* ASSIGNMENT:
In the ruling below, rewrite the passage that begins with "Plaintiff continues to" and ends after "to injure Plaintiff.", changing "rent payments" to "monthly rent".

* DOCUMENT TEXT:
In sustaining that Demurrer, the Court found that the
entirety of Plaintiff’s allegations supporting her Sixth Cause of Action were
based on Holt’s failure or refusal to remedy the habitability deficiencies
after Holt was given notice of the issues. The Court noted that “[i]naction, absent an intent to injure, is insufficient to
constitute extreme and outrageous behavior for intentional infliction of
emotional distress liability.” (Davidson v. City of Westminster (1982)
32 Cal.3d 197, 210.)
In the First Amended
Complaint, Plaintiff adds allegations that Holt was aware of the sewage and
pest infestation issues, as Holt had similar issues in their other residential
properties. (FAC. ¶¶ 131-32.) Additionally, Plaintiff alleges that “Defendants
actively took steps to conceal from Plaintiff that the subject property was
contaminated with harmful toxic mold for the express purpose of preventing
Plaintiff from learning of the harmful conditions, AND to deceive Plaintiff
into staying as a tenant on the subject premises and continuing to pay rent to
Defendants.” (FAC ¶ 133.)
The Court finds that the
deficiencies present in the Complaint remain in the Sixth Amended Complaint.
Plaintiff continues to allege that Holt failed to properly maintain her unit
and deceived her about the condition of her apartment so as to continue
receiving her rent payments. This constitutes inaction intended to benefit
Holt’s profits, not extreme and outrageous effort intended to injure Plaintiff.

* THE DATA:
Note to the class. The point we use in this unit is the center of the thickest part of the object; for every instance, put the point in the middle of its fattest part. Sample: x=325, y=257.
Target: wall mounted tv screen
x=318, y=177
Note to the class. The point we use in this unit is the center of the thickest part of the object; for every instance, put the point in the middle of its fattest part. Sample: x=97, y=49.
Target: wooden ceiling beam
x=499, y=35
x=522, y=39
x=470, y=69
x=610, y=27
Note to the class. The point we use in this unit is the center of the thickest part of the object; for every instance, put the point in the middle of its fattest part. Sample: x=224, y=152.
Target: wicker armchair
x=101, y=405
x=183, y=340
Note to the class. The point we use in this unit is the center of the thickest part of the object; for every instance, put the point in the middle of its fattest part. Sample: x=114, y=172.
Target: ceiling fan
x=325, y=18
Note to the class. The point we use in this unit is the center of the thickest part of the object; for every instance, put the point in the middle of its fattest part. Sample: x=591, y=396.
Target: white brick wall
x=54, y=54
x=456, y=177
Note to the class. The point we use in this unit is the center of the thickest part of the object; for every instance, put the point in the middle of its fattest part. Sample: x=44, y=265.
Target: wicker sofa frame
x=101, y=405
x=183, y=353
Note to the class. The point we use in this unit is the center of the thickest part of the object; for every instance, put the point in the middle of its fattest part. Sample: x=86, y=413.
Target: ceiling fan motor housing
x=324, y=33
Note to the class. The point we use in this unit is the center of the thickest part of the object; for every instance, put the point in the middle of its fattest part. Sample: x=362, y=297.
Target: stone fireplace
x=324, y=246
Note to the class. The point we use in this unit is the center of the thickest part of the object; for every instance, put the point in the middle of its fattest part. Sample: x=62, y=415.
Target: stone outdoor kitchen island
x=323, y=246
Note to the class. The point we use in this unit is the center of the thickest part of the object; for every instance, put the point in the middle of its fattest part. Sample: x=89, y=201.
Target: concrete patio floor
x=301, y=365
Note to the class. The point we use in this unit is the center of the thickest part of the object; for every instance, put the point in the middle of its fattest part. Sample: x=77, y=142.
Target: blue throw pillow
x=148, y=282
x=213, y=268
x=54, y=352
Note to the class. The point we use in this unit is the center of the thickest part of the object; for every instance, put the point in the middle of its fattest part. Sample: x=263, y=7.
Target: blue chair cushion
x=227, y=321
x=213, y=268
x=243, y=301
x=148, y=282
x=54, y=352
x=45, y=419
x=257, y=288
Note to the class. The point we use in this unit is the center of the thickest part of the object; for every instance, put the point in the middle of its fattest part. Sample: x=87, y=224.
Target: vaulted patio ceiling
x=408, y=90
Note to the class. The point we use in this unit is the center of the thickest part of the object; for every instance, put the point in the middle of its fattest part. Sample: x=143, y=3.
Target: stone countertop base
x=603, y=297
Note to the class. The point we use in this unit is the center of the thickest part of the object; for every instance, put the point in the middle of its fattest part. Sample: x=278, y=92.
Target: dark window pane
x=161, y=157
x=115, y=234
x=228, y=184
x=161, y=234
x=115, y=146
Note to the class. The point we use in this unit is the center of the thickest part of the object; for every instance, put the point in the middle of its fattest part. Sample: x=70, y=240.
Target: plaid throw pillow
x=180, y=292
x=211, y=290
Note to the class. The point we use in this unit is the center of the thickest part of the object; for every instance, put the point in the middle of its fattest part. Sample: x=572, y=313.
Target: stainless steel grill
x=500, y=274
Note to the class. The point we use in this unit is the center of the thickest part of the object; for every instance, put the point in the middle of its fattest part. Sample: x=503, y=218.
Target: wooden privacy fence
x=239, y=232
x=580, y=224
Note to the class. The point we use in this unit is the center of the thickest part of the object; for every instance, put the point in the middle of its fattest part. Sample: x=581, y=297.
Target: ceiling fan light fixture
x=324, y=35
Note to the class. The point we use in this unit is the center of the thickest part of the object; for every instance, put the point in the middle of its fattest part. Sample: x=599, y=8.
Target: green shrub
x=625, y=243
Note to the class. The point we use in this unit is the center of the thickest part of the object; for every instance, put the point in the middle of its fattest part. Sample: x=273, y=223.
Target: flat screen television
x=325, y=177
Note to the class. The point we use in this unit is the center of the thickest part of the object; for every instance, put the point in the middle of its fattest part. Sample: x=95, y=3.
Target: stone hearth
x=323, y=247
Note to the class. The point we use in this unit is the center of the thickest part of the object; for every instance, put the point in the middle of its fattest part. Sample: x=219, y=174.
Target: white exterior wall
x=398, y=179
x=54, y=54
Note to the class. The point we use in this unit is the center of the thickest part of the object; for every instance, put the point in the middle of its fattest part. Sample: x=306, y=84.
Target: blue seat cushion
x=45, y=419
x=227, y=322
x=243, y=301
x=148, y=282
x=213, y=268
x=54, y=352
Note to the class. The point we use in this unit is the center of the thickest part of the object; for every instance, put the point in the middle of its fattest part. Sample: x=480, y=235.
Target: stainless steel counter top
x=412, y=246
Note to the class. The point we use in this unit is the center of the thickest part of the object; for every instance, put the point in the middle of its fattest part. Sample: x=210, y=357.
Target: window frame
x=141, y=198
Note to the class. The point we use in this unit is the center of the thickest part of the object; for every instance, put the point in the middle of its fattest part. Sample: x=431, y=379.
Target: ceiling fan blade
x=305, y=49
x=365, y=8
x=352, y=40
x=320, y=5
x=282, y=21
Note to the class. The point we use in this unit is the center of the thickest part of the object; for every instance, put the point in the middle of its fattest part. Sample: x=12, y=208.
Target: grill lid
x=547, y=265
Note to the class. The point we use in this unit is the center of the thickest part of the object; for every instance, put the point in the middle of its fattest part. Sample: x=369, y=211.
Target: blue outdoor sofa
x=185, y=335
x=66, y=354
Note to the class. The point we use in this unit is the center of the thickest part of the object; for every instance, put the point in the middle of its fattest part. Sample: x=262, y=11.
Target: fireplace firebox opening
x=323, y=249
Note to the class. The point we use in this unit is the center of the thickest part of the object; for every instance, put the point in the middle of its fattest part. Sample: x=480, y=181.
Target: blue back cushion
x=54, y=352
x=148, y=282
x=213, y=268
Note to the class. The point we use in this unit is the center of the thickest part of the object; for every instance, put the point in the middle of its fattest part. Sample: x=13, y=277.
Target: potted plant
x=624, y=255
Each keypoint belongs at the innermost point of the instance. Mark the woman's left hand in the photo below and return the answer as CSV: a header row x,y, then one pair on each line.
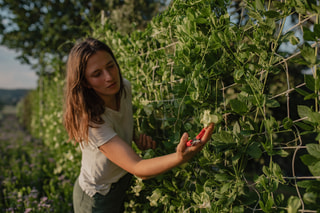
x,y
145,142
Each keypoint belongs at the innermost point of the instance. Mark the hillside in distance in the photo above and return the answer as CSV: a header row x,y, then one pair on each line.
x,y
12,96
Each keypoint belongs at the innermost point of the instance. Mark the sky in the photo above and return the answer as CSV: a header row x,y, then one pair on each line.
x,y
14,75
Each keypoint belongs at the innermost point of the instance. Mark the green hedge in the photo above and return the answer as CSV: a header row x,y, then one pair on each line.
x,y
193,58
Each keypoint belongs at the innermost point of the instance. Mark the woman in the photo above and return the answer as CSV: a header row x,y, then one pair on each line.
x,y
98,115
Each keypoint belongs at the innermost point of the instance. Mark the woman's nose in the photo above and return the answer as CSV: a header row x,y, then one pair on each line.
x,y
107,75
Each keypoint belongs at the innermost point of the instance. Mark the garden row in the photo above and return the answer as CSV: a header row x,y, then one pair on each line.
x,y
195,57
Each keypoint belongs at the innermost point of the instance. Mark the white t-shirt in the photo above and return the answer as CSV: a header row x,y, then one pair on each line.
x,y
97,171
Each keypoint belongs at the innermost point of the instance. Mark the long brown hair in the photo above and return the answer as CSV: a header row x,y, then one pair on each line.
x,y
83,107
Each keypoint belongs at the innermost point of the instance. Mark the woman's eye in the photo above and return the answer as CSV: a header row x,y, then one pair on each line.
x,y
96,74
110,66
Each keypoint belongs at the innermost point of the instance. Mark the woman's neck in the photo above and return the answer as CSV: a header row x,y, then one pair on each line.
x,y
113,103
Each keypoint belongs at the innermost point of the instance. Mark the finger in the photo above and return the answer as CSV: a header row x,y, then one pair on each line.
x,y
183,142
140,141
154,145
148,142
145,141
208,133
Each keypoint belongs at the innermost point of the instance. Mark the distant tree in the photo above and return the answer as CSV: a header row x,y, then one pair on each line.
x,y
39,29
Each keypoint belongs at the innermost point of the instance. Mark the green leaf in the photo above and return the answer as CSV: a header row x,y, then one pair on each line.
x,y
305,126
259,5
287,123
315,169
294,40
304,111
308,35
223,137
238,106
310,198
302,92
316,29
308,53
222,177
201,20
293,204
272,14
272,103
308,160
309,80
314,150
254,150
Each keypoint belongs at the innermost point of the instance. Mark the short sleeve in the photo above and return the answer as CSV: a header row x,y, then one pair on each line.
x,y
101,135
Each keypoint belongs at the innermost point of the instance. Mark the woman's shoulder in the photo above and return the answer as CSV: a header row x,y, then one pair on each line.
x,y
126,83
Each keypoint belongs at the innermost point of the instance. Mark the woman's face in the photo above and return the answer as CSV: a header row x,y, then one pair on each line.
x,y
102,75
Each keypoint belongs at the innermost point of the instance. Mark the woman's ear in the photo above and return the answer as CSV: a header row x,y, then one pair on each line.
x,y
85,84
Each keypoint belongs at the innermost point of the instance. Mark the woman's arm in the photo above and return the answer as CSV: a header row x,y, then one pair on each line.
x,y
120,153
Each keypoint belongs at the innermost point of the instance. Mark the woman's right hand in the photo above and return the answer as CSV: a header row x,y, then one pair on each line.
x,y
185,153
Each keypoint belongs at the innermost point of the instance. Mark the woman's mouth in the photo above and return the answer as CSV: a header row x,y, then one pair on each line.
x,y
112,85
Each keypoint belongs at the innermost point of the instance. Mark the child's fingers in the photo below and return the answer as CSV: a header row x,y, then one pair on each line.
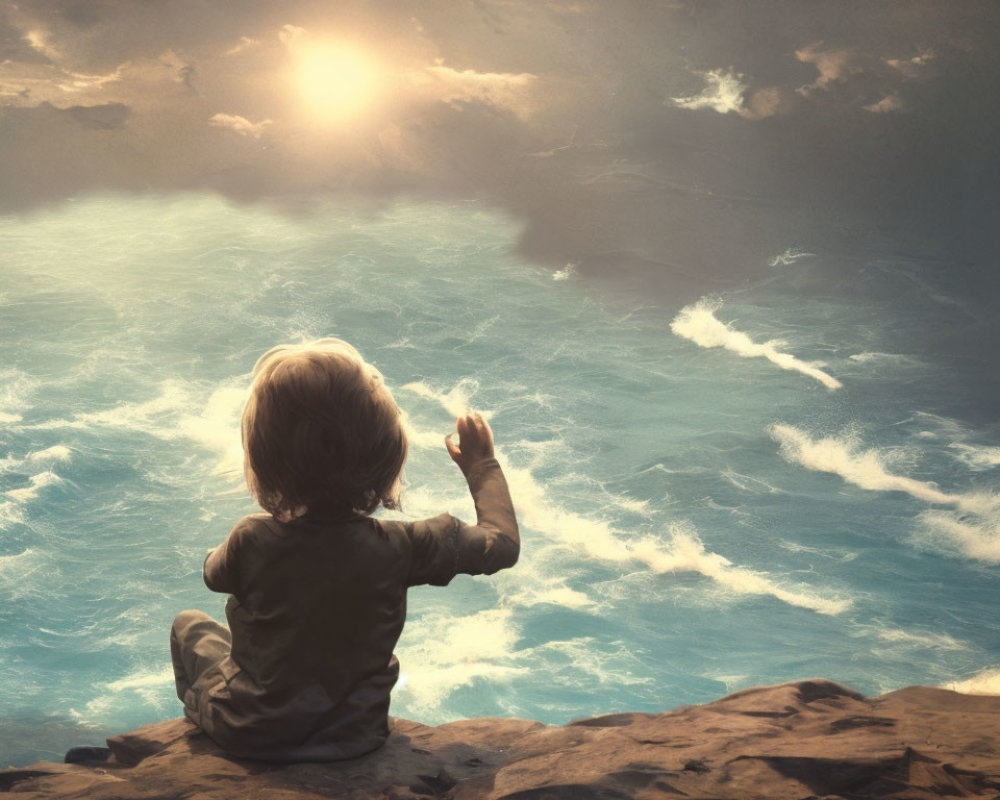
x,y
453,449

* EXERCISE RESULT:
Plaintiff continues to allege that Holt failed to properly maintain her unit
and deceived her about the condition of her apartment so as to continue
receiving her monthly rent. This constitutes inaction intended to benefit
Holt’s profits, not extreme and outrageous effort intended to injure Plaintiff.